Text-to-region grounding data
..........

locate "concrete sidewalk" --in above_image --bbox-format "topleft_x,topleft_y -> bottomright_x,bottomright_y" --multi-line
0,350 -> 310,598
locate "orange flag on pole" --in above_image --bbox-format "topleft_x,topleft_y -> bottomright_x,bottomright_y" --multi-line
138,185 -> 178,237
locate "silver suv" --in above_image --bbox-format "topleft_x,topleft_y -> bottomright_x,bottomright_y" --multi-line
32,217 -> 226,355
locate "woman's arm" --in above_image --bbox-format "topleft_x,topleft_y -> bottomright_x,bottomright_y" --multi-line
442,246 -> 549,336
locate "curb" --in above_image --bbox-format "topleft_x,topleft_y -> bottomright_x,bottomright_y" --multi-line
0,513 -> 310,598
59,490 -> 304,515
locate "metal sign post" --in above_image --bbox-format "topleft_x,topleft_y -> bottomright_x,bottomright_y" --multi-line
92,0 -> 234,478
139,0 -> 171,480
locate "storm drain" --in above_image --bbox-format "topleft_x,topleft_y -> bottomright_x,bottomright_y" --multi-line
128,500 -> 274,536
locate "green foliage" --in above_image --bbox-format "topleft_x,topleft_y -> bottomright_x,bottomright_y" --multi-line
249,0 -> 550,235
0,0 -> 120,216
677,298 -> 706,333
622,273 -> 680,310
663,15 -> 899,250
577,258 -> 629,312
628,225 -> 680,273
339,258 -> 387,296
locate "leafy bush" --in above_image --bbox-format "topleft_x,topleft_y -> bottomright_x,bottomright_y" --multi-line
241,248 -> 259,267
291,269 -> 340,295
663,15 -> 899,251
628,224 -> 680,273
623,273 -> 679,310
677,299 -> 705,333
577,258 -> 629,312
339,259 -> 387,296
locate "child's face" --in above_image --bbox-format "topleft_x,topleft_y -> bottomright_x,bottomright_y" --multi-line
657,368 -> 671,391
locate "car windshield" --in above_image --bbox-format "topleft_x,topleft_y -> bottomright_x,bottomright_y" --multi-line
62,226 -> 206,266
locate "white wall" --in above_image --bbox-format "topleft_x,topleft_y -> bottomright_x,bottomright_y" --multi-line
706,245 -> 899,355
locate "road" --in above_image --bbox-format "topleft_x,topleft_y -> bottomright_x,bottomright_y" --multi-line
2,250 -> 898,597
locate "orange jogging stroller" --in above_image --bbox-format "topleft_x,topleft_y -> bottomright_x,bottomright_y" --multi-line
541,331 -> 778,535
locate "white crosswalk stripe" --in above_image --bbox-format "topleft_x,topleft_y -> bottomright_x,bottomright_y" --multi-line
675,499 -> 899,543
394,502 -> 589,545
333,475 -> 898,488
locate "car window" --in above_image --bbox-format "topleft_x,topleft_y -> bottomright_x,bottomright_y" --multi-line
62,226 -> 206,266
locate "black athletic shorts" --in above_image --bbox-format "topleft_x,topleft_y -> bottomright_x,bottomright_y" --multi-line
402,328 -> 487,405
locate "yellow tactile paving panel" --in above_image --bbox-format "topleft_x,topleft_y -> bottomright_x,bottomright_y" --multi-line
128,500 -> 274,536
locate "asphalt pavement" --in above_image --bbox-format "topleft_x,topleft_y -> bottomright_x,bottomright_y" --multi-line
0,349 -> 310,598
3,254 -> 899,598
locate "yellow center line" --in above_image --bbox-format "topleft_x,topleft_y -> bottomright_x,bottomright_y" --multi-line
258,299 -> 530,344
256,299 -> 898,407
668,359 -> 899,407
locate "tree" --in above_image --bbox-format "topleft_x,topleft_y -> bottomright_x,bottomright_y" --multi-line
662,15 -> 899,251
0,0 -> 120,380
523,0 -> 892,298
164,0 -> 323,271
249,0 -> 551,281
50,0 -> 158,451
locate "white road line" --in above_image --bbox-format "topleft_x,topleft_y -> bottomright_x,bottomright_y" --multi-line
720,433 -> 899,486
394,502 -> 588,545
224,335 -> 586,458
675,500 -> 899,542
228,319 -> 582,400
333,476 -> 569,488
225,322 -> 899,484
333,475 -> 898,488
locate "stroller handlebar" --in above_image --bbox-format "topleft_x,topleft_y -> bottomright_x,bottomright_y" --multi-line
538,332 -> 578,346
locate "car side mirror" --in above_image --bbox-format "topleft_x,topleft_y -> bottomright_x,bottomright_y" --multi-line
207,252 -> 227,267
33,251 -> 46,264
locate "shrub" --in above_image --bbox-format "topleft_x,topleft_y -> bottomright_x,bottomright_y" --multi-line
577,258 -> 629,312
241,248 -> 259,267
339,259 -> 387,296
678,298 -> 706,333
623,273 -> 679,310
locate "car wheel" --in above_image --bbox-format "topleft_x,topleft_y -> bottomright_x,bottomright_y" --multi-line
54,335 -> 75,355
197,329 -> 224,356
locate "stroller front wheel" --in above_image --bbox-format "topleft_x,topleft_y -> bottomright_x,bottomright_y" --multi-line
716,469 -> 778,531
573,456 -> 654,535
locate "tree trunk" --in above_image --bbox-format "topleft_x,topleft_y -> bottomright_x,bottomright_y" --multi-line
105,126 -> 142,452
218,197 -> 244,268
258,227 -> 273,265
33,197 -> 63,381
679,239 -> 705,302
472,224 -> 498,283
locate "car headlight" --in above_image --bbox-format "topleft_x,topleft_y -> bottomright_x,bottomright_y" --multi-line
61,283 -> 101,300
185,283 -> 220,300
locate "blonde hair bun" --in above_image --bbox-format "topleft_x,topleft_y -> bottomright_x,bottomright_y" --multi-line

..........

Work instruction
All of the data above needs to be retyped exactly, with each line as it stands.

Output of the exercise
locate "concrete sidewalk" --in above_image --bbox-format "topleft_x,topleft_y -> bottomright_x,bottomright_y" --multi-line
0,350 -> 310,598
locate "orange flag on pole" --in above_image --bbox-format "topleft_x,topleft_y -> bottomright_x,bottomright_y" --multi-line
138,185 -> 178,237
locate "silver suv" --in above_image --bbox-format "topleft_x,topleft_y -> bottomright_x,bottomright_y" --multi-line
32,217 -> 226,355
locate "woman's arm" --in above_image --bbox-format "topleft_x,topleft_y -> bottomright_x,bottomright_y" --multi-line
442,246 -> 549,336
locate "curb" --in above_image --bbox-format "topleft_x,topleft_y -> bottomright_x,bottomright_y" --multi-line
0,513 -> 310,598
59,490 -> 304,515
locate "metal sign post" --in above_image --bbox-format "topleft_x,topleft_y -> bottomright_x,bottomright_y" --multi-line
92,0 -> 234,478
139,0 -> 171,480
locate "storm drain" --in above_image --bbox-format "topleft_x,topleft_y -> bottomright_x,bottomright_y" --multi-line
128,500 -> 274,536
locate "green foliage" --in above_image --bbox-format "topleft_x,topleft_y -> bottomright_x,bottomright_y" --multi-line
249,0 -> 550,235
0,0 -> 120,216
677,298 -> 706,333
622,273 -> 680,310
663,15 -> 899,250
577,258 -> 629,312
628,225 -> 680,273
339,258 -> 387,296
locate "leafy bush" --in above_image --bbox-format "topleft_x,topleft_y -> bottomright_x,bottomright_y" --multi-line
241,248 -> 259,267
291,269 -> 340,295
663,15 -> 899,251
628,224 -> 680,273
623,273 -> 679,310
677,299 -> 705,333
577,258 -> 629,312
339,259 -> 387,296
locate "child's face" --in above_image --bbox-format "topleft_x,topleft_y -> bottomright_x,bottomright_y" --multi-line
657,368 -> 671,391
locate "car windshield" --in above_image --bbox-format "topleft_x,topleft_y -> bottomright_x,bottomright_y" --multi-line
62,226 -> 206,266
locate "white wall" --in above_image --bbox-format "topleft_x,topleft_y -> bottomright_x,bottomright_y" --multi-line
706,245 -> 899,355
locate "road" --in above_image --bbox-format "topleft_x,topleft_y -> bottomright_x,bottomright_y" --multi-line
2,250 -> 898,597
locate "orange jogging stroller" --in above_image --bbox-format "topleft_x,topleft_y -> bottomright_x,bottomright_y" --multi-line
541,331 -> 778,535
locate "white crosswalk stripe" --in above_image --bbox-format "topleft_x,topleft_y -> bottomright_x,bottomright_y" --multi-line
675,499 -> 899,543
394,502 -> 589,545
333,475 -> 898,488
locate "car window" --in above_image --bbox-format "topleft_x,topleft_y -> bottomright_x,bottomright_y" --multi-line
62,226 -> 206,266
locate "black athletic shorts" --in above_image --bbox-format "topleft_x,topleft_y -> bottomright_x,bottomright_y" --multi-line
402,328 -> 487,405
locate "yellow tactile paving panel" --in above_image --bbox-format "topleft_x,topleft_y -> bottomright_x,bottomright_y" --multi-line
128,500 -> 274,536
locate "asphalt pavement" --in above_image --bbox-format "topleft_x,topleft_y -> bottomright_x,bottomright_y" --multi-line
0,349 -> 310,598
3,254 -> 899,598
locate "yellow center line" --in above_image --bbox-format "topleft_x,topleft_y -> bottomright_x,bottomright_y" --multi-line
258,299 -> 530,344
256,299 -> 898,407
668,359 -> 899,407
locate "tree" --in above_image --bbox-format "topleft_x,topleft_y -> bottomright_x,bottomright_y" --multi-line
662,15 -> 899,251
0,0 -> 120,380
523,0 -> 892,298
164,0 -> 323,271
249,0 -> 551,281
50,0 -> 158,451
locate "white road line" --in above_image --bbox-format "topleft_x,topleft_y -> bottomright_x,bottomright_y" --multi-line
720,433 -> 899,486
394,502 -> 588,545
224,335 -> 586,458
675,500 -> 899,542
228,319 -> 582,400
333,476 -> 569,488
225,322 -> 899,484
333,475 -> 898,488
locate "stroller handlebar" --in above_image --bbox-format "topleft_x,topleft_y -> bottomright_x,bottomright_y" --multi-line
538,332 -> 578,346
locate "car side mirror" --in above_image --bbox-format "topleft_x,topleft_y -> bottomright_x,bottomright_y" --multi-line
207,252 -> 227,267
33,251 -> 46,264
locate "shrub" --in above_image --bbox-format "topleft_x,topleft_y -> bottomright_x,bottomright_y" --multi-line
577,258 -> 629,312
241,248 -> 259,267
339,259 -> 387,296
678,298 -> 706,333
623,273 -> 679,310
locate "car wheel" --in above_image --bbox-format "topleft_x,topleft_y -> bottomright_x,bottomright_y" --multi-line
54,335 -> 75,355
197,329 -> 224,356
locate "stroller front wheel" --in above_image --bbox-format "topleft_x,topleft_y -> bottomright_x,bottomright_y" --multi-line
716,469 -> 778,531
573,456 -> 654,535
locate "tree trunk" --in above_image --bbox-format "topleft_x,topleft_y -> bottomright_x,bottomright_y" --multi-line
105,126 -> 142,452
218,197 -> 244,268
258,227 -> 273,265
33,197 -> 63,381
679,239 -> 705,302
472,224 -> 498,283
locate "car headlight" --in above_image --bbox-format "topleft_x,topleft_y -> bottomright_x,bottomright_y" --multi-line
61,283 -> 101,300
185,283 -> 220,300
locate "blonde hair bun" --in above_image --bbox-format "topleft_x,topleft_y -> bottomright_x,bottomright_y" --multi-line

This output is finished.